From: Jon Johnson
To: Canadians Concerned About US Section 232 National Security Tariffs
Date: September 9, 2022
Re: Recent Section 232 Initiatives – One Positive and the Other Less So
Imports of steel and aluminum from Canada into the US were subject to tariffs of 25 percent (steel) and 10 percent (aluminum) by aggressive use by the Trump administration of Section 232 of the Trade Expansion Act of 1962. This legislation allows the US president to “adjust” (though tariffs or other restrictive measures) imports that allegedly threaten US national security.
These tariffs were withdrawn but Canada had to agree that if imports of aluminum or steel products surge meaningfully beyond historic volumes, the US can request consultations and absent a resolution, may reimpose the duties. So far, duties have not been reimposed and these products satisfying CUSMA rules of origin enter the US duty free.
Other US trading partners fared worse, with Section 232 tariffs being replaced with tariff rate quotas that impose high tariffs on imports over prescribed annual volumes.
There have been legislative attempts to reform Section 232, the most recent being the Bicameral Congressional Trade Authority Act reintroduced on August 5 by House Democrat Representatives Ron Kind (D-WI) and Don Beyer (D-VA), along with Republican Representative Mike Gallagher (R-WI). This bipartisan legislation would limit the ability of the US administration to impose Section 232 tariffs.

DATA:
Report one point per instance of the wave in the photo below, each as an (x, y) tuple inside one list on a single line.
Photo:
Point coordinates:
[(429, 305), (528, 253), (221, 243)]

TASKS TO PERFORM:
1) In the Section 232 memo, what tariff rate was imposed on aluminum imports from Canada?
2) Extend the Section 232 memo by writing what comes after its final sentence.

TASK RESULTS:
1) 10 percent

2)
With the amendments, tariffs will only apply to “covered articles,” which are articles “related to the development, maintenance, or protection of military equipment, energy resources, or critical infrastructure essential to national security.” Currently “article” is open-ended.
And as well, the current scope of national security is virtually unlimited. With the amendments, national security will be narrowly defined as “the protection of the United States from foreign aggression” and “does not otherwise include the protection of the general welfare of the United States.’’
Additionally, the investigative lead would switch to the Secretary of Defence from the Secretary of Commerce.
Once departmental recommendations are made, the president may (as noted above) “adjust” imports through tariffs or other restrictive measures. Currently Congress can only “disapprove” (i.e., cause to cease to have effect) of a presidential “adjustment” of imports of petroleum and petroleum products. Under the proposed legislation, this congressional power will apply to any presidential adjustment.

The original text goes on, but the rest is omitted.